It seems that over the past 100 years, we haven’t learned the lesson that making lists of critical minerals — however methodologically sound they might be — is not as useful as letting the diverse demands of free markets, environmental responsibility, operational efficiency, technological innovation, economic security and national security determine which minerals are “critical” at any given time.
More simply, perhaps we could adopt the definition of criticality put forth by the National Mining Association (NMA), which is that,
“minerals that are unavailable when we need them, should be considered critical.”
Utah provides an example of how, as NMA presciently observed in a comment letter on the first Department of Interior critical minerals list in 2018, “World events can redefine criticality in an amazingly short period of time.” A 2020 report from the Utah Geological Survey stated that Utah hosts 28 of the 35 minerals on the original critical minerals list and had active production of eight of them. When the Department of Interior released the revised critical minerals list in 2022, four of the eight critical minerals Utah was producing were removed from the list: uranium, potash, helium and rhenium.
Just two days before the revised critical minerals list was published in the Federal Register, Russia invaded Ukraine. In the aftermath of the invasion, global prices for uranium spiked and remain at near-record highs as alternatives to uranium supplied by Russia and Russian-aligned countries are explored, especially in light of the greatly diminished capacity of the U.S.’s once-thriving uranium mining, milling and enrichment industries.
Prices for potash also spiked after the invasion and have remained high given that Russia and Belarus account for 41 percent of global trade in potash, with resulting negative effects on food supply and prices. Ongoing shortages and high prices for helium also continue, putting further strains on the global semiconductor shortage which began during the COVID pandemic as semiconductor manufacturing constitutes the second-largest use of helium worldwide.
* * * * * * * * *
● Work order 1: In the critical minerals passage, which four minerals that Utah was producing were dropped from the 2022 revised list?
● Work order 2: Output a section of the critical minerals passage word for word, starting with "Utah provides an" and going on through "helium and rhenium.".

● Information shown:
* * * * * * * * *
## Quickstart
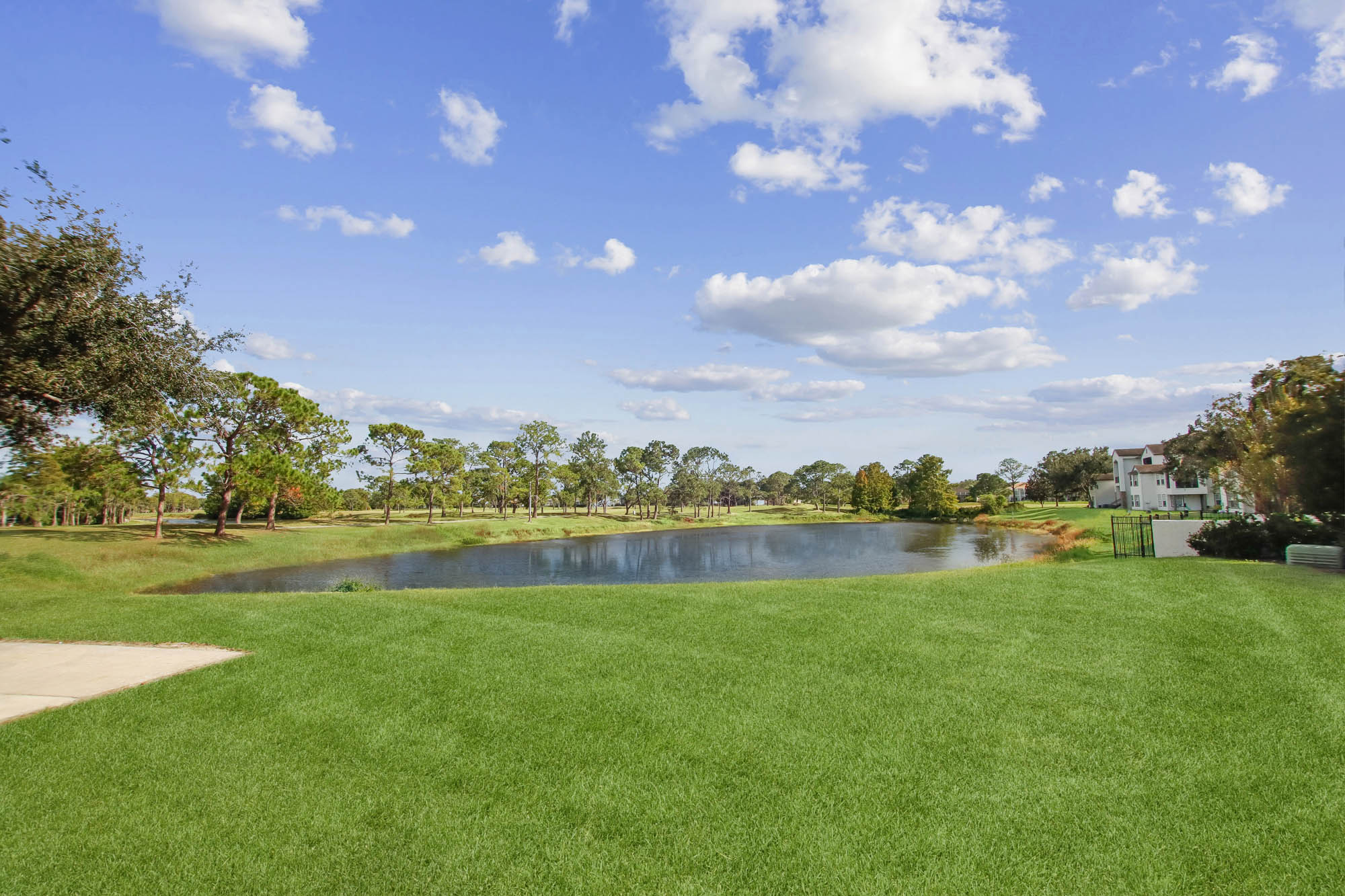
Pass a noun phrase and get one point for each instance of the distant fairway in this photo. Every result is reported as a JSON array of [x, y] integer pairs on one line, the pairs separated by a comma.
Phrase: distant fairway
[[1091, 727]]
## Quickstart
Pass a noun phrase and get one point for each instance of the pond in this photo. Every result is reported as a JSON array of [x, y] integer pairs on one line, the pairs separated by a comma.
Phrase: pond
[[731, 553]]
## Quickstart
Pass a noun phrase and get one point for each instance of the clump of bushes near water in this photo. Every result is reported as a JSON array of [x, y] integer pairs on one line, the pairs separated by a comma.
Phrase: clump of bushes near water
[[1257, 538], [356, 584]]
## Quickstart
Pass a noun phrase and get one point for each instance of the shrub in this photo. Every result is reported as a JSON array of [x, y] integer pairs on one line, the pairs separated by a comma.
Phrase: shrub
[[1254, 538], [993, 503], [356, 584]]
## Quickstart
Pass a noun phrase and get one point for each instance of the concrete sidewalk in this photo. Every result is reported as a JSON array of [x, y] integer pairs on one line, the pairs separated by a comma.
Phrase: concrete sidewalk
[[37, 676]]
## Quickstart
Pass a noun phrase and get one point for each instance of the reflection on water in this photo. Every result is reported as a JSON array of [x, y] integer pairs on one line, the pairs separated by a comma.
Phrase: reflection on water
[[738, 553]]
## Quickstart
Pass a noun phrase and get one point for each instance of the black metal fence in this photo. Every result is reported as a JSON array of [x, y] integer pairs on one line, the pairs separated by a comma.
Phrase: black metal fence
[[1133, 536]]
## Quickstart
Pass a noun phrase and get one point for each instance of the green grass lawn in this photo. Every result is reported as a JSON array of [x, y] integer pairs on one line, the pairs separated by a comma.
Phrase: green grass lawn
[[1090, 728]]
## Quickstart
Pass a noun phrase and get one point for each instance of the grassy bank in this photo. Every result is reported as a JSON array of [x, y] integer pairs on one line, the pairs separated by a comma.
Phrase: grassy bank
[[1096, 727]]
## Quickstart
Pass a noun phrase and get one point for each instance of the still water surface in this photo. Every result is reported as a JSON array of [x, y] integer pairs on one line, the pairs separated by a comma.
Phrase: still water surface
[[734, 553]]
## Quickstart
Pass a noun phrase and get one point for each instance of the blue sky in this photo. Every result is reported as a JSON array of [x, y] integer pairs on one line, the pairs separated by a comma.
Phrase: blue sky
[[794, 231]]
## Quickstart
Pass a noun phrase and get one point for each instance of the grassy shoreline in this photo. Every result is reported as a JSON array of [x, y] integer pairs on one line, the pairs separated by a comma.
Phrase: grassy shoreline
[[1160, 727]]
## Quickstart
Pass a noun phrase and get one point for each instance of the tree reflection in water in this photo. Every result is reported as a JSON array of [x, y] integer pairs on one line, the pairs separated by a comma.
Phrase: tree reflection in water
[[738, 553]]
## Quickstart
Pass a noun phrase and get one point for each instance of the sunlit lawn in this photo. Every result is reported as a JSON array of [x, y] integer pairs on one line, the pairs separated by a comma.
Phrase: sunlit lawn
[[1094, 727]]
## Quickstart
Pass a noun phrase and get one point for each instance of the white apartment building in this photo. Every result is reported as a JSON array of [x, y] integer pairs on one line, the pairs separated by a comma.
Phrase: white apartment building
[[1140, 481]]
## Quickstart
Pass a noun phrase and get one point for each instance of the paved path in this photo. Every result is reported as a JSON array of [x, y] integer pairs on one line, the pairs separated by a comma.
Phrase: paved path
[[37, 676]]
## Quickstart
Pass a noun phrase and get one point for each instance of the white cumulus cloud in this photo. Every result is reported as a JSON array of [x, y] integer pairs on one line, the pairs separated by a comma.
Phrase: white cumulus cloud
[[512, 249], [367, 225], [473, 130], [1256, 65], [295, 130], [1143, 194], [704, 378], [232, 33], [262, 345], [615, 259], [657, 409], [800, 170], [1226, 368], [367, 408], [861, 314], [567, 14], [828, 71], [1152, 271], [1325, 22], [988, 237], [810, 391], [917, 161], [833, 73], [1245, 190], [1043, 186]]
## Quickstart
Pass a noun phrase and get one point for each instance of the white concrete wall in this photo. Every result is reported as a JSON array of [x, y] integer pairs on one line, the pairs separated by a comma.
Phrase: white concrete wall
[[1171, 537]]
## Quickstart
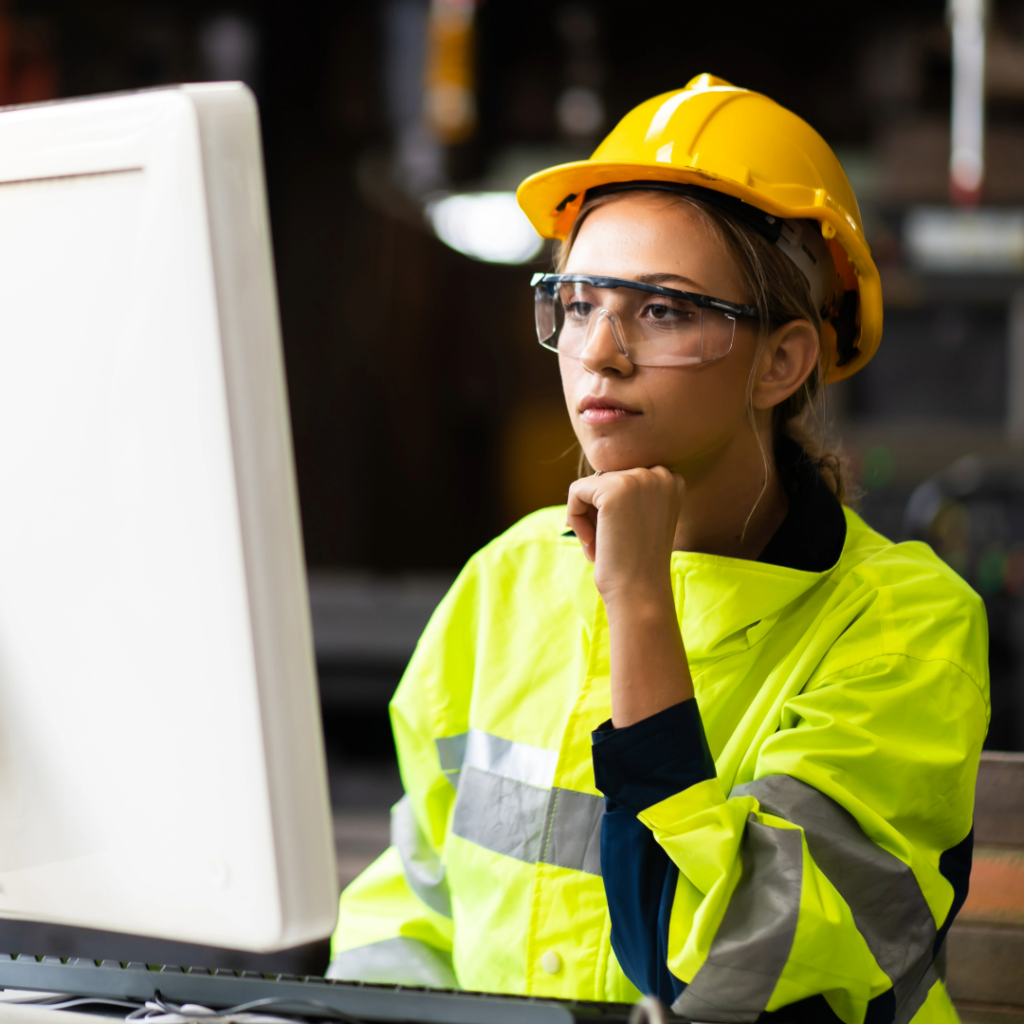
* * * * * * * * *
● Answer space 1: Uranium, potash, helium and rhenium.

● Answer space 2:
Utah provides an example of how, as NMA presciently observed in a comment letter on the first Department of Interior critical minerals list in 2018, “World events can redefine criticality in an amazingly short period of time.” A 2020 report from the Utah Geological Survey stated that Utah hosts 28 of the 35 minerals on the original critical minerals list and had active production of eight of them. When the Department of Interior released the revised critical minerals list in 2022, four of the eight critical minerals Utah was producing were removed from the list: uranium, potash, helium and rhenium.